▸ **WHAT IS EXPECTED**
Collect all lines containing the word "snowdrop" from the data.

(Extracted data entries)
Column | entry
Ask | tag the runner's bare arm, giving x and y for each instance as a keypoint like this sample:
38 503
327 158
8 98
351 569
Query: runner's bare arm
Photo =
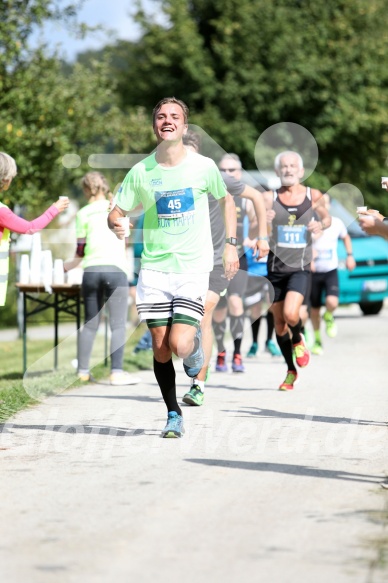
319 207
114 224
256 197
230 256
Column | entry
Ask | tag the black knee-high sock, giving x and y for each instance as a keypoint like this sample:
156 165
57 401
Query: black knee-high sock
296 330
255 327
219 333
165 375
285 346
270 325
237 331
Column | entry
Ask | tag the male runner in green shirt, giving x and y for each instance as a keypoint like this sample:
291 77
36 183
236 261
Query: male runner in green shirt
172 185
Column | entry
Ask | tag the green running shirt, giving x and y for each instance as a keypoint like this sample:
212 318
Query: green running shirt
177 236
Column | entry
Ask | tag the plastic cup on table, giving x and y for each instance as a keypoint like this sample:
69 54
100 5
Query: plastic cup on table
125 223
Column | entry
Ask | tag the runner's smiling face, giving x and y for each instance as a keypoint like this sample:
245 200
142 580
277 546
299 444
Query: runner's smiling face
289 171
169 123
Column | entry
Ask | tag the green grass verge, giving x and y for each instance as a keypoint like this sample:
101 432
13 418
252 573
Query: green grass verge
17 392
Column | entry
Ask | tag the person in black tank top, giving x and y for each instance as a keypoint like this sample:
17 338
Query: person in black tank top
290 211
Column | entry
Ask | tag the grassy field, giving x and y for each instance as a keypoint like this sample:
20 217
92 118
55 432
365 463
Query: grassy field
18 391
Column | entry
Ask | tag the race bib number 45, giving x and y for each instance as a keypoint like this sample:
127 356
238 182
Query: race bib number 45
172 204
294 237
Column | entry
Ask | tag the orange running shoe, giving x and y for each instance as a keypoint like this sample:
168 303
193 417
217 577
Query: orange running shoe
290 380
302 353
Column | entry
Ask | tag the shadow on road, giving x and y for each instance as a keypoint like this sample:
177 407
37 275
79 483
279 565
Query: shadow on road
294 470
272 413
79 429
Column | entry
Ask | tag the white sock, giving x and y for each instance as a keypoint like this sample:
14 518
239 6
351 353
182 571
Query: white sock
200 384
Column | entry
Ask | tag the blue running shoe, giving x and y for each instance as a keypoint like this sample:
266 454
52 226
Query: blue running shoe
237 365
272 348
145 343
193 363
253 350
221 365
174 427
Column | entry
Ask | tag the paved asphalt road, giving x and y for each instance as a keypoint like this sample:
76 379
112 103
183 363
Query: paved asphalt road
265 486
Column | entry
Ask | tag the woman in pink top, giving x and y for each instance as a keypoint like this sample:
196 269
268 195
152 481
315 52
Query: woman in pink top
11 222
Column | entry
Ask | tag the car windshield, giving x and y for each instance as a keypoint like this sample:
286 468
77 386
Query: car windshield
337 210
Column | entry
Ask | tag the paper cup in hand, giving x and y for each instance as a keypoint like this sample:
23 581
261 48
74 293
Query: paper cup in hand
125 223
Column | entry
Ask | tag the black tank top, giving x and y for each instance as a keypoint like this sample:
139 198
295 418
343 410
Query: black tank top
290 240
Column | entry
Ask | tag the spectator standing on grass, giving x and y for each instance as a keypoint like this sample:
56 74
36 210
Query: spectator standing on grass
104 281
9 222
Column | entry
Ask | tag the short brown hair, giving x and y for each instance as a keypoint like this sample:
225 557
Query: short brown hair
192 139
165 100
95 182
8 168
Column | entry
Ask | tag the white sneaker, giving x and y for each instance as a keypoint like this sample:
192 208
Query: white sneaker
123 378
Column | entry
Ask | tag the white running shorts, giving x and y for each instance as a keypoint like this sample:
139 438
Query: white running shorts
161 295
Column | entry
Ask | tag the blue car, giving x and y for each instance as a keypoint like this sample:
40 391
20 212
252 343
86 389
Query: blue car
367 284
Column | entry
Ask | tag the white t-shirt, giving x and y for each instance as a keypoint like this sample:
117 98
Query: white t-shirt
325 247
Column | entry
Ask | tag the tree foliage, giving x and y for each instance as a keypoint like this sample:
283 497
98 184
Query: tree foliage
48 110
243 65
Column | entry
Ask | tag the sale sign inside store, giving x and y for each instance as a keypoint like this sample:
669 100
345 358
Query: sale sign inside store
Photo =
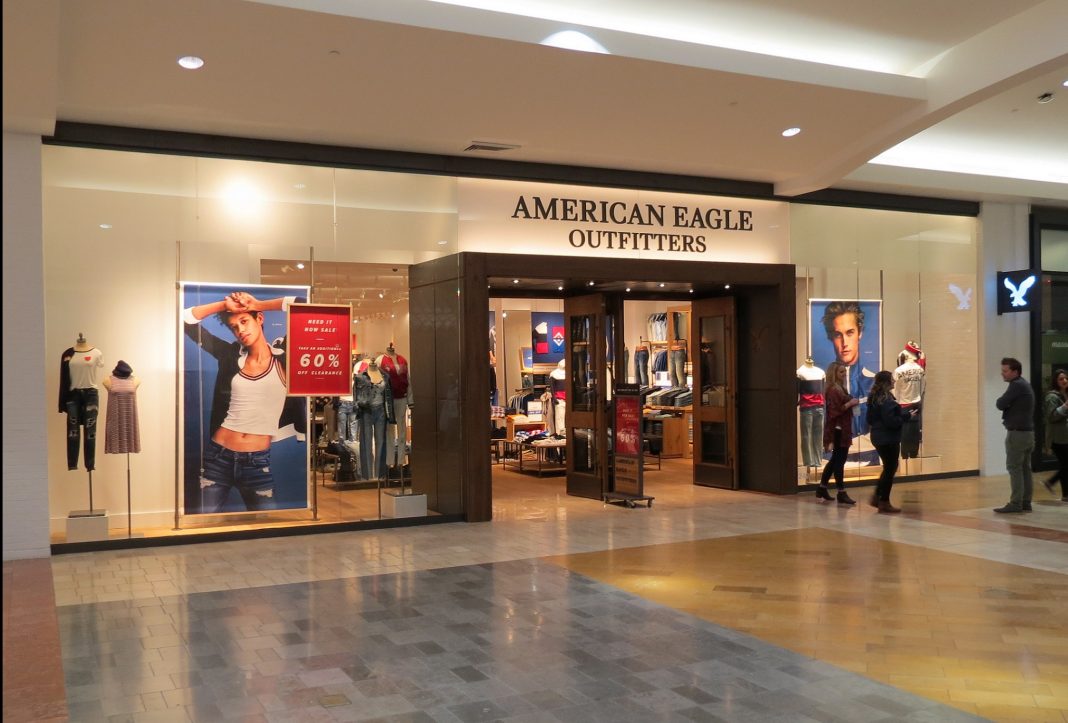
317 359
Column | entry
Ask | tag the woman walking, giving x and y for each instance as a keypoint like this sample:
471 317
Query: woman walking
837 433
1055 407
885 418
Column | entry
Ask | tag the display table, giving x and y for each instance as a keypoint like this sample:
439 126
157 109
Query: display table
533 458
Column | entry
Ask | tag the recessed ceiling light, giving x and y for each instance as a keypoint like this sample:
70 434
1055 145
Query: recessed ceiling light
191 62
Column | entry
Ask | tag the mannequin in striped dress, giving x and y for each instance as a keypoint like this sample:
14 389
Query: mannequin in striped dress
122 434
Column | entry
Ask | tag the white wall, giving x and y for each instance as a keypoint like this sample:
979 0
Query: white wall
1003 247
25 397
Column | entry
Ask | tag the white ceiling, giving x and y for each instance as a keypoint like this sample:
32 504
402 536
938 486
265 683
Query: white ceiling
945 90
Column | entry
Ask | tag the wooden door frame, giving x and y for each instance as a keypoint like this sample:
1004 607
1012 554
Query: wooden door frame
450 298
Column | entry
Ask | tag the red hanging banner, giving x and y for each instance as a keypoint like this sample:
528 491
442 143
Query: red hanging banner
319 349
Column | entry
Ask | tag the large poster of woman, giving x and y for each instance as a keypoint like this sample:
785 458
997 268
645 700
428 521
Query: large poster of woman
245 443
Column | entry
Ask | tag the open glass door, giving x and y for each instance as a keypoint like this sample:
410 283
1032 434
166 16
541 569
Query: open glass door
585 421
715 421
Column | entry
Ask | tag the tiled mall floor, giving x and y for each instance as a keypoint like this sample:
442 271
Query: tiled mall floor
708 606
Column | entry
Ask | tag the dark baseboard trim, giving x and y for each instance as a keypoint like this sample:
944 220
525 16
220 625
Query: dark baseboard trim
262 533
898 481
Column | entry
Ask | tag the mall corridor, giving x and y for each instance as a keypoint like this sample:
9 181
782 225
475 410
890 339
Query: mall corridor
710 606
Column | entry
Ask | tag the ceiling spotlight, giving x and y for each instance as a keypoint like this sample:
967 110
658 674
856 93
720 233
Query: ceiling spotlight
191 62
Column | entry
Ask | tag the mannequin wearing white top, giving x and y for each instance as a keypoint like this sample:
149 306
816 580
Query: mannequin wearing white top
558 382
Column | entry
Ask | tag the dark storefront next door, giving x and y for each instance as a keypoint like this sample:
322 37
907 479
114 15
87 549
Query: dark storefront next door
715 392
586 323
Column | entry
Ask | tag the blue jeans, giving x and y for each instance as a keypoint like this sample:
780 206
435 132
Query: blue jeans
82 407
1018 449
642 366
677 366
812 436
373 442
225 470
346 421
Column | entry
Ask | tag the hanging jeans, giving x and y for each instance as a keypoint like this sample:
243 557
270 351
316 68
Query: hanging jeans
346 421
677 367
82 407
373 442
642 366
225 470
812 435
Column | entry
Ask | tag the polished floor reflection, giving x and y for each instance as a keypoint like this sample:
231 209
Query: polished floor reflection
708 606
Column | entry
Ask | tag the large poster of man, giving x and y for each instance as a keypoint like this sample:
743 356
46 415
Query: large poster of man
849 332
245 441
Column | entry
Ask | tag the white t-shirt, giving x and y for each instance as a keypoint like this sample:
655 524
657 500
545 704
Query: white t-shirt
83 365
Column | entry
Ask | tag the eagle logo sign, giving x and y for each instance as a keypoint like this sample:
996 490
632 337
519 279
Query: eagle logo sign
1019 293
963 298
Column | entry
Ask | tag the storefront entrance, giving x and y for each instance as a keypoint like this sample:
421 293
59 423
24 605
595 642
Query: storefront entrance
739 335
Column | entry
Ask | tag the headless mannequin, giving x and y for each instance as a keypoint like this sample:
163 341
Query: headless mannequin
558 382
396 435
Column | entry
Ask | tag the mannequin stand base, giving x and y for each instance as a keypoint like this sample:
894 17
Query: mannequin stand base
397 503
87 525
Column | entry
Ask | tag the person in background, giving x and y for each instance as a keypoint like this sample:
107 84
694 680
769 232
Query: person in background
1055 411
837 433
1017 406
885 418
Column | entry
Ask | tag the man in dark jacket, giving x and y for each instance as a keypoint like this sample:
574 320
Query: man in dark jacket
1018 415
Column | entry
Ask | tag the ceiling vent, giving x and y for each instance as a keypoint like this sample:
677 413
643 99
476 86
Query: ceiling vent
491 146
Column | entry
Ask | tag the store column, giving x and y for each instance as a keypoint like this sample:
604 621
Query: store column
1003 247
25 446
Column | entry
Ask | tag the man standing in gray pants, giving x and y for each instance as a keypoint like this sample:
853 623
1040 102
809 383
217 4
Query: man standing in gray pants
1018 415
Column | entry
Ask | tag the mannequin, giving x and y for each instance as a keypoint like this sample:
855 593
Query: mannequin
79 398
396 436
122 431
374 399
910 382
558 384
811 380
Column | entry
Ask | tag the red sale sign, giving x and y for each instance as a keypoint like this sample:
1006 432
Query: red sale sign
318 351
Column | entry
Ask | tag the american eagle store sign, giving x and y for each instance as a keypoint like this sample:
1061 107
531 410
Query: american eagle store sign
513 217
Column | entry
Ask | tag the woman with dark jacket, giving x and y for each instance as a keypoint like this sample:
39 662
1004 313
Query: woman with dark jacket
837 433
885 418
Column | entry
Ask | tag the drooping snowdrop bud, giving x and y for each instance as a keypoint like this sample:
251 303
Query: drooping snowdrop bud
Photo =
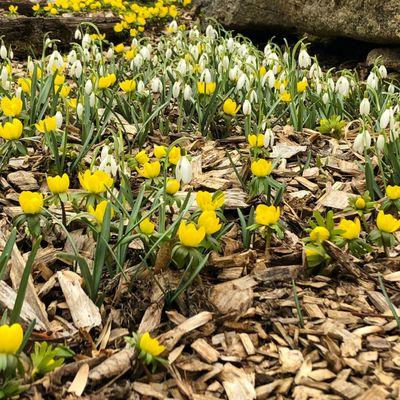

▸ **EXERCISE SOLUTION**
Ask | tag the drooping snowdrop bud, giving x and y for each instance as a keypoint like this sample:
Query: drooping snowdrop bud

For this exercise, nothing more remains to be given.